## Consigne:
Extrayez, s'il vous plaît, sans rien changer, tout le passage du texte sur la réserve cognitive allant de « Par la suite, les » jusqu'à « leurs filets périneuronaux. ».

L’existence de cette réserve cognitive est bien établie, mais son fonctionnement neurobiologique restait jusque-là inconnu. Laure Verret, maîtresse de conférences à l’Université de Toulouse, et ses collègues du CRCA ont alors entrepris d’éclairer ce qui régit ce mécanisme. Première étape : étudier des souris porteuses d’une mutation génétique les prédestinant à développer les caractéristiques de la maladie d’Alzheimer.
« On savait déjà qu’un environnement stimulant – un grand espace à explorer, riche en sollicitations sensorielles et sociales – pouvait améliorer la mémoire. Ce que nous montrons ici, c’est que seulement 10 jours suffisent pour obtenir cet effet, et surtout qu’il se maintient plusieurs semaines après », détaille la chercheuse. « Autrement dit, dans leurs tests de mémoire spatiale, les souris remarquaient que des objets avaient été déplacés. Et dans les tests de mémoire sociale, elles étaient capables de reconnaître leurs congénères ». À l’inverse, ces améliorations n’ont pas été constatées chez les souris malades placées dans des cages standards.
Par la suite, les scientifiques ont analysé le tissu cérébral des souris atteintes de la maladie d’Alzheimer placées dans des environnements stimulants. Dans la région de l’hippocampe, structure qui joue un rôle central dans la mémoire, les améliorations mnésiques étaient accompagnées d’une réorganisation des neurones produisant la protéine parvalbumine et de leurs filets périneuronaux.

Lorsqu’on est soumis à des nouvelles expériences, de nouvelles stimulations, et que l’on apprend quelque chose, nos neurones réorganisent leurs connexions entre eux : c’est la plasticité cérébrale. Les filets périneuronaux interviennent dans ce processus en « fermant » une phase d’apprentissage lorsqu’ils forment une toile autour des neurones à parvalbumine. Ces filets stabilisent les connexions neuronales et permettent un meilleur ancrage des souvenirs.

Entrées de données enregistrées:
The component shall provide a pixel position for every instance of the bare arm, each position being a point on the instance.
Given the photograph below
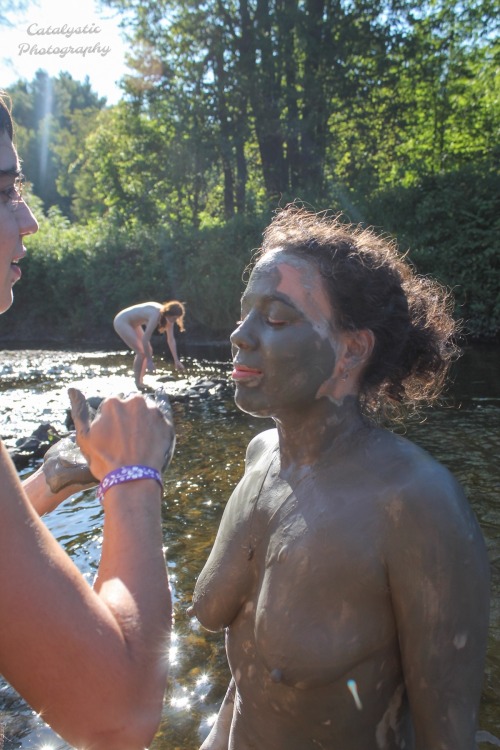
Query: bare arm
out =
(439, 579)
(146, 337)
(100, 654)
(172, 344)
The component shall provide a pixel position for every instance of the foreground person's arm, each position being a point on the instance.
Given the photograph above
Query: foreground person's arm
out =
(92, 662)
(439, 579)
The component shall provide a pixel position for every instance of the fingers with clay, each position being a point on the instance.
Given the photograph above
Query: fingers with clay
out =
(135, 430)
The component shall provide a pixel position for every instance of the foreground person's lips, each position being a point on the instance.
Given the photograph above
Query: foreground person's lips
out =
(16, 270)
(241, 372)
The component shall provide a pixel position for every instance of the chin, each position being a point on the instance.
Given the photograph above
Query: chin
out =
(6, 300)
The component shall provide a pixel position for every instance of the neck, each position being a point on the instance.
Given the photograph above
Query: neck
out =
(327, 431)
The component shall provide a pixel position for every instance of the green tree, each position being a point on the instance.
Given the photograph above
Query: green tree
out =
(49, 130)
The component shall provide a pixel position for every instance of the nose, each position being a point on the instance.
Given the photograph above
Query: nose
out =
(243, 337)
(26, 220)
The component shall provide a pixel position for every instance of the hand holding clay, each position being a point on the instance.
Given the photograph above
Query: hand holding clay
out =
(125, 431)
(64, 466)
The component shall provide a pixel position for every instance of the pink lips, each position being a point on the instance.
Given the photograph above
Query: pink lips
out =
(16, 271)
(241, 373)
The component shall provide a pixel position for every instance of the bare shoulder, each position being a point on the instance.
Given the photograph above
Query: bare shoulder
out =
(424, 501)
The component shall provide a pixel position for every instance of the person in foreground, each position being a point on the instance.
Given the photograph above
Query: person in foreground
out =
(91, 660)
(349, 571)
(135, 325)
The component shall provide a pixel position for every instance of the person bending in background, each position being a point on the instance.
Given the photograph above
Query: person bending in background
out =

## Zone de réponse:
Par la suite, les scientifiques ont analysé le tissu cérébral des souris atteintes de la maladie d’Alzheimer placées dans des environnements stimulants. Dans la région de l’hippocampe, structure qui joue un rôle central dans la mémoire, les améliorations mnésiques étaient accompagnées d’une réorganisation des neurones produisant la protéine parvalbumine et de leurs filets périneuronaux.